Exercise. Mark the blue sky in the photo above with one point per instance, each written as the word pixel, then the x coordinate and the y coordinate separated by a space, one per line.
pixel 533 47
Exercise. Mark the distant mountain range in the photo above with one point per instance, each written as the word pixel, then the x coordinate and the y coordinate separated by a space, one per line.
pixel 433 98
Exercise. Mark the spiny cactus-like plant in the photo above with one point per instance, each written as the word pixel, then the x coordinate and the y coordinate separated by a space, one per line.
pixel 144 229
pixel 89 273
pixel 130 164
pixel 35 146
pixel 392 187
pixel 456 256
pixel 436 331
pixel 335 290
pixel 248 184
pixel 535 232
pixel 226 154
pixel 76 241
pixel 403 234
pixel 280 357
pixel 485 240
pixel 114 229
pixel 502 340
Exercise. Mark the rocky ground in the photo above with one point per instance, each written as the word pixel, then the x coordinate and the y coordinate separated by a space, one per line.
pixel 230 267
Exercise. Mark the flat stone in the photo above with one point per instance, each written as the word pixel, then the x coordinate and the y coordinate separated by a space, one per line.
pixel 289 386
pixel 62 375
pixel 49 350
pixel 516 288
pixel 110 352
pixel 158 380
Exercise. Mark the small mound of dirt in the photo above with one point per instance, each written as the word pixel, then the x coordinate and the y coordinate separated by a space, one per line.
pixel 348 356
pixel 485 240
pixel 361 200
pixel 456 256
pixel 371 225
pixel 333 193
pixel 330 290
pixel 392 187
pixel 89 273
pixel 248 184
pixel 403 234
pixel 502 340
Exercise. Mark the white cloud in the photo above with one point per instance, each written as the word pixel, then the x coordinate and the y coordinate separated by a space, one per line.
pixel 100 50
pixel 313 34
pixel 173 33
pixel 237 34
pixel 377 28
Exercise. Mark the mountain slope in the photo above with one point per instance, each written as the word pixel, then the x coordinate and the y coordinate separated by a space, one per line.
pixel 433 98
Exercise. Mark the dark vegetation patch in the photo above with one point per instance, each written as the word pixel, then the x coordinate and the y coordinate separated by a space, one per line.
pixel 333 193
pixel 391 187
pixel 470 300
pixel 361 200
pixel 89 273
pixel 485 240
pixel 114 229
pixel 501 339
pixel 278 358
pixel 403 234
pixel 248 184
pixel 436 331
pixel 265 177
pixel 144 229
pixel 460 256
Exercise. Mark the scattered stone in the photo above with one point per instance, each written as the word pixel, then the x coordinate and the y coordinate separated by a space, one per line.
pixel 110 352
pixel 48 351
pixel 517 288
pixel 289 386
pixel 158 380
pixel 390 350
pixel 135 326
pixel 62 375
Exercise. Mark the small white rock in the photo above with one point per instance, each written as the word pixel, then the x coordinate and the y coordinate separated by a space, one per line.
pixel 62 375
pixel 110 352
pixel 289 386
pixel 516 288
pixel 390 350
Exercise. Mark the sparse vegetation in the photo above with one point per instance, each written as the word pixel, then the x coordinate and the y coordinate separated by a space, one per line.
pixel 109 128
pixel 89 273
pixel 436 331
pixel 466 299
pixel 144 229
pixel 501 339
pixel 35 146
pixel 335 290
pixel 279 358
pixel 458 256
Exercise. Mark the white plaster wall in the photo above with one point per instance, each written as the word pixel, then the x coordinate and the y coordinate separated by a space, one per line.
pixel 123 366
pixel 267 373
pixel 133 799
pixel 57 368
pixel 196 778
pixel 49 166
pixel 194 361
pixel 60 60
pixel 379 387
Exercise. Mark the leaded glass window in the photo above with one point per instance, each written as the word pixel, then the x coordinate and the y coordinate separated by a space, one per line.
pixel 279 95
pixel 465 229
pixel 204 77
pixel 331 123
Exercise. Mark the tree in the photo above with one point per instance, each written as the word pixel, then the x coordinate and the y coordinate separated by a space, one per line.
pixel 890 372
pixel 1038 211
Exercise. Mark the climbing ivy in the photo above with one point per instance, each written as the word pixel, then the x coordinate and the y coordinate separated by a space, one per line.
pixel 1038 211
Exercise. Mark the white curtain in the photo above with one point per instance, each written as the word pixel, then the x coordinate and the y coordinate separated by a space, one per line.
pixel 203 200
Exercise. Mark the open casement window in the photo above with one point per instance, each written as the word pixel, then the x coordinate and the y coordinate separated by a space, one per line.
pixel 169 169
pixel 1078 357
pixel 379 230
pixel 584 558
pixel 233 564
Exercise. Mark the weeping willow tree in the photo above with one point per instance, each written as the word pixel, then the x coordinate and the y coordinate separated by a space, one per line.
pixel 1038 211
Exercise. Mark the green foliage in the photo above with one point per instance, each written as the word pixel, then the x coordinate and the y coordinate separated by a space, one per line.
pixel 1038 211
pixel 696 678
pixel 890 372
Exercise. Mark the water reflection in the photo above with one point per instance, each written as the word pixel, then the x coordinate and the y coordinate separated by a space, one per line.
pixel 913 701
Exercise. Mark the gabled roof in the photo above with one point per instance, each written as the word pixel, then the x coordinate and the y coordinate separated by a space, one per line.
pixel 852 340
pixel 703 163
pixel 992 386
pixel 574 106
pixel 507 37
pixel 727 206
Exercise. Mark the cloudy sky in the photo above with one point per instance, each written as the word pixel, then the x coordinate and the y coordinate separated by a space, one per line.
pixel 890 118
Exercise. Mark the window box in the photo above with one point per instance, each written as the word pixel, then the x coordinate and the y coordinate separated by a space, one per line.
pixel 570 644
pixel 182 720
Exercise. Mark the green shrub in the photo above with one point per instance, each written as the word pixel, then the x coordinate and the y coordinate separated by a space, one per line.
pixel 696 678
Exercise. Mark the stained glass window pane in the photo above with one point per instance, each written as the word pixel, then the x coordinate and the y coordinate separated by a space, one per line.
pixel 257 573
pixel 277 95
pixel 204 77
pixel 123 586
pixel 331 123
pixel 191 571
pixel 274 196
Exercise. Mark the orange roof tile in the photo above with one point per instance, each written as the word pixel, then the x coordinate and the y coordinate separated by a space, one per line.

____

- _What the task requires_:
Lay out as a numbered list the items above, starting at the line that contains "Exercise. Mark the open" and ending at the line that contains "pixel 182 720", with both of those lines included and blank lines left out.

- _Answer in full_:
1. Exercise. Mark the open casement window in the photo above with one point per instance, each written as the word pixel, then the x coordinate and the y coordinate separated by a space, one per line.
2. pixel 169 169
3. pixel 1078 357
4. pixel 379 230
5. pixel 584 558
6. pixel 233 564
7. Exercise. Mark the weeping willow tree in the photo above with one point per instance, each written as the word pixel, then the x coordinate and the y coordinate separated by a space, one per line.
8. pixel 1038 211
9. Exercise. Mark the green foliage in the photo above with one point per instance, each written as the word pixel, then the x coordinate and the y coordinate separated by a space, one per line.
10. pixel 1038 211
11. pixel 696 678
12. pixel 890 372
13. Exercise. Mark the water reflection in the photo above with one point per instance, each written as the word pixel, then the x coordinate and the y coordinate separated by a space, one per line.
14. pixel 913 701
15. Exercise. Mark the gabled roof in the photo above with one point per instance, each written as the word pixel, then the x coordinate and the y coordinate separated by a space, one per line.
16. pixel 852 340
17. pixel 703 163
18. pixel 992 386
19. pixel 574 106
20. pixel 507 37
21. pixel 727 206
22. Exercise. Mark the cloudy sky in the photo above with one point per instance, each written as the word pixel, then the x coordinate and the y coordinate separated by a space, one per line.
23. pixel 890 118
24. Exercise. Mark the window box in the photo above with one point per instance, each written as the word pixel, then the x coordinate and the y coordinate separated by a space, one per line.
25. pixel 570 644
26. pixel 182 720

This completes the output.